* [Directions]:
Can you reproduce every one of the records below word for word, keeping each line unchanged?

* [Supplied entries]:
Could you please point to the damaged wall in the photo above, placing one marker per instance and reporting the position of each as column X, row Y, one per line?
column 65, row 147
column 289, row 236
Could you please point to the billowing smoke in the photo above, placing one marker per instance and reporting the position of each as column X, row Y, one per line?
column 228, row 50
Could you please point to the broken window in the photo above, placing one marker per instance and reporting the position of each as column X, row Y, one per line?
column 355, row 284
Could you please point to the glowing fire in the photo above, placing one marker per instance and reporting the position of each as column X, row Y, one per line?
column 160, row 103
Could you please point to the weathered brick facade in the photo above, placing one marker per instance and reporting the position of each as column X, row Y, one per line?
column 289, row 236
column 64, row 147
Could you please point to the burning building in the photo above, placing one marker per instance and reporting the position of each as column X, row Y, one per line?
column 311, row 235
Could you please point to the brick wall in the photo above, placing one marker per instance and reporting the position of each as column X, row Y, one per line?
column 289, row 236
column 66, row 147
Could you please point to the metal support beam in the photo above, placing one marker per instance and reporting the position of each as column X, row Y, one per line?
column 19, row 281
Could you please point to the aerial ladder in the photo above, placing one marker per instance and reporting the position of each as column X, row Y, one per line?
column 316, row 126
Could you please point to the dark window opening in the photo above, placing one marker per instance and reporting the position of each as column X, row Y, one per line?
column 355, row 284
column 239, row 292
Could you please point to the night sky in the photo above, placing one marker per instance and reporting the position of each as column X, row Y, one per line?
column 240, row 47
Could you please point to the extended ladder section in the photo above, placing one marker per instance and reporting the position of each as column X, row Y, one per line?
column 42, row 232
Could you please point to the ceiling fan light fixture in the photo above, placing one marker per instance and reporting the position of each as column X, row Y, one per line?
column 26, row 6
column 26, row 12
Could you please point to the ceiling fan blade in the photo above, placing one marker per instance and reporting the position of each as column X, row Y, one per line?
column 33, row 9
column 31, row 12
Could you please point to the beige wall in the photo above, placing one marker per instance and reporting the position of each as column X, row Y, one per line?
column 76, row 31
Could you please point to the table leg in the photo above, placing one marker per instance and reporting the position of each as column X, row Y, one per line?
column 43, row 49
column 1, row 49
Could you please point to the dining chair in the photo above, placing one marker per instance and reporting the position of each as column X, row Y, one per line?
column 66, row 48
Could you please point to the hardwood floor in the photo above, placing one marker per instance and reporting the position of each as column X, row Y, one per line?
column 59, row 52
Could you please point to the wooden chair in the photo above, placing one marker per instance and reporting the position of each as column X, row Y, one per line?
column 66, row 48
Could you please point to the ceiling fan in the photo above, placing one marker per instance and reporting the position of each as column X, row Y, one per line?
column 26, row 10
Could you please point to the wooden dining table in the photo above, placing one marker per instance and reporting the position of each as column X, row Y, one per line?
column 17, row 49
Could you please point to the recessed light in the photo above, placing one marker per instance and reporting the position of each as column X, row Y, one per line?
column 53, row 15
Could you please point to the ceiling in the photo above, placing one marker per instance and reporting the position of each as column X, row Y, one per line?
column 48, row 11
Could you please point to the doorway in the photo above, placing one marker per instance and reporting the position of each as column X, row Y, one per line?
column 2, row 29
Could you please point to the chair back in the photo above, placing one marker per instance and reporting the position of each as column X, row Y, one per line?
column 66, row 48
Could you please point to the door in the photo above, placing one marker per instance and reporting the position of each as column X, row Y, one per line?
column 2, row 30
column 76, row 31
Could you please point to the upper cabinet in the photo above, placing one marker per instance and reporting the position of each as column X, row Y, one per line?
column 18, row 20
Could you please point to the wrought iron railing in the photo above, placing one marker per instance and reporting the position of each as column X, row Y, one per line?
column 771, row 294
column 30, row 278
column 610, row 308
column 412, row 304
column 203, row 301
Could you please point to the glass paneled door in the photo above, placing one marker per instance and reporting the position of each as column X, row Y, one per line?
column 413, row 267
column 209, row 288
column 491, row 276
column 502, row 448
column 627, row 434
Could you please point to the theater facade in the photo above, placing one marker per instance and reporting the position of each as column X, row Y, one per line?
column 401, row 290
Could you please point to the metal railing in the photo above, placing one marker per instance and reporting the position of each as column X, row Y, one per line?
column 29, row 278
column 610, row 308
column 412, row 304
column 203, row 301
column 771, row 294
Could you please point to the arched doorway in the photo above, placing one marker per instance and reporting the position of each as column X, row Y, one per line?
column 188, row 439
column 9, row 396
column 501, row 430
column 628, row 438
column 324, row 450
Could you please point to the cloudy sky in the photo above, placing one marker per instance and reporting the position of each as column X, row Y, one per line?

* [Full output]:
Could you please point to the damaged wall in the photo above, placing one marker per instance and reporting the position of each as column X, row Y, one per line?
column 65, row 147
column 289, row 236
Could you please point to the billowing smoke in the photo above, placing one marker per instance and reporting the position of each as column X, row Y, one per line?
column 228, row 50
Could you please point to the broken window in the photo above, placing one marker per instance and reporting the position of each as column X, row Y, one per line?
column 355, row 284
Could you please point to the glowing fire in the photo above, placing one marker per instance and reporting the position of each as column X, row Y, one per line?
column 160, row 103
Could you please point to the weathered brick facade in the photo above, placing one marker per instance and reporting the position of each as column X, row Y, one per line?
column 289, row 236
column 64, row 147
Could you please point to the burning building in the photo above, placing one marker per instance and reporting the position of each as column X, row Y, one per line?
column 311, row 235
Could you please point to the brick wall in the photo above, placing one marker per instance and reporting the position of each as column X, row Y, one per line?
column 289, row 236
column 66, row 147
Could you please point to the metal support beam in the photo above, placing one marker per instance and reporting the position of each as column X, row Y, one per line?
column 19, row 281
Could you please point to the aerial ladder in the photo above, placing one marker per instance and reporting the position of each as column X, row Y, one per line?
column 316, row 126
Could you please point to the dark window opening in the photo above, placing one marker per instance and reporting the position of each as column X, row Y, one per line?
column 355, row 284
column 239, row 292
Could you please point to the night sky in the photo above, placing one marker per instance and reporting the position of each as column X, row Y, one per line?
column 240, row 47
Could you please point to the extended ladder section in the photo above, placing one marker per instance and reporting the position of each as column X, row Y, one per line?
column 42, row 232
Could you please point to the ceiling fan light fixture in the photo above, placing one marker per instance and reporting the position of each as column X, row Y, one per line?
column 26, row 6
column 26, row 12
Could you please point to the ceiling fan blade in the photo above, placing one marker per instance and reporting the position of each as column X, row Y, one per line?
column 33, row 9
column 31, row 12
Could you please point to the beige wall in the photo above, placing one marker per instance and reporting the position of each as column X, row Y, one per line?
column 76, row 31
Could you please point to the table leg in the photo above, placing one marker per instance and reporting the position of each as column X, row Y, one per line?
column 43, row 49
column 1, row 49
Could you please point to the dining chair in the photo above, placing one marker per instance and reporting the position of each as column X, row Y, one per line?
column 66, row 48
Could you please point to the hardwood floor in the photo above, placing one marker per instance and reporting the position of each as column X, row Y, one per line?
column 59, row 52
Could you please point to the wooden chair in the photo above, placing one marker per instance and reporting the position of each as column X, row Y, one per line?
column 66, row 48
Could you please point to the ceiling fan in the photo above, placing one marker per instance and reporting the position of each as column X, row Y, one per line?
column 26, row 10
Could you please point to the wooden dining table in the photo above, placing one marker per instance and reporting the position of each as column X, row Y, one per line?
column 17, row 49
Could you please point to the recessed light in the photo above, placing one marker per instance and reporting the position of each as column X, row Y, one per line?
column 53, row 15
Could you please point to the ceiling in the photo above, placing one marker per instance and reporting the position of each as column X, row Y, one per line?
column 48, row 11
Could you please point to the doorway in the photo above, placing one marker per instance and reporting the position of each as column X, row Y, one per line?
column 2, row 29
Could you please point to the chair back in the photo above, placing one marker per instance and reporting the position of each as column X, row Y, one per line?
column 66, row 48
Could you please point to the door in the photo above, placing one marker per instance and reporting the position of each as column X, row Y, one per line?
column 2, row 30
column 76, row 31
Could you please point to the upper cabinet in the photo above, placing one marker per instance and reporting the position of each as column X, row Y, one per line?
column 18, row 20
Could you please point to the wrought iron railing in the photo above, placing one marker per instance and reporting the position of each as column X, row Y, one per line?
column 771, row 294
column 30, row 278
column 610, row 308
column 412, row 304
column 203, row 301
Could you please point to the glass paneled door in the photo above, placing one marker per instance and reporting the position of each as column X, row Y, one per line?
column 413, row 267
column 209, row 288
column 491, row 276
column 502, row 448
column 627, row 434
Could you please point to the theater facade in the photo above, placing one marker per instance and reporting the position of each as column X, row Y, one per line?
column 401, row 290
Could you please point to the metal railing in the photo above, placing one marker per instance and reporting the position of each as column X, row Y, one per line?
column 29, row 278
column 610, row 308
column 412, row 304
column 203, row 301
column 771, row 294
Could you please point to the arched doorway in the photo above, placing one marker per instance and reporting the position of each as column X, row Y, one per line?
column 188, row 439
column 9, row 396
column 501, row 430
column 628, row 438
column 324, row 450
Could you please point to the cloudy sky in the photo above, placing one marker per instance and reporting the position of each as column X, row Y, one per line?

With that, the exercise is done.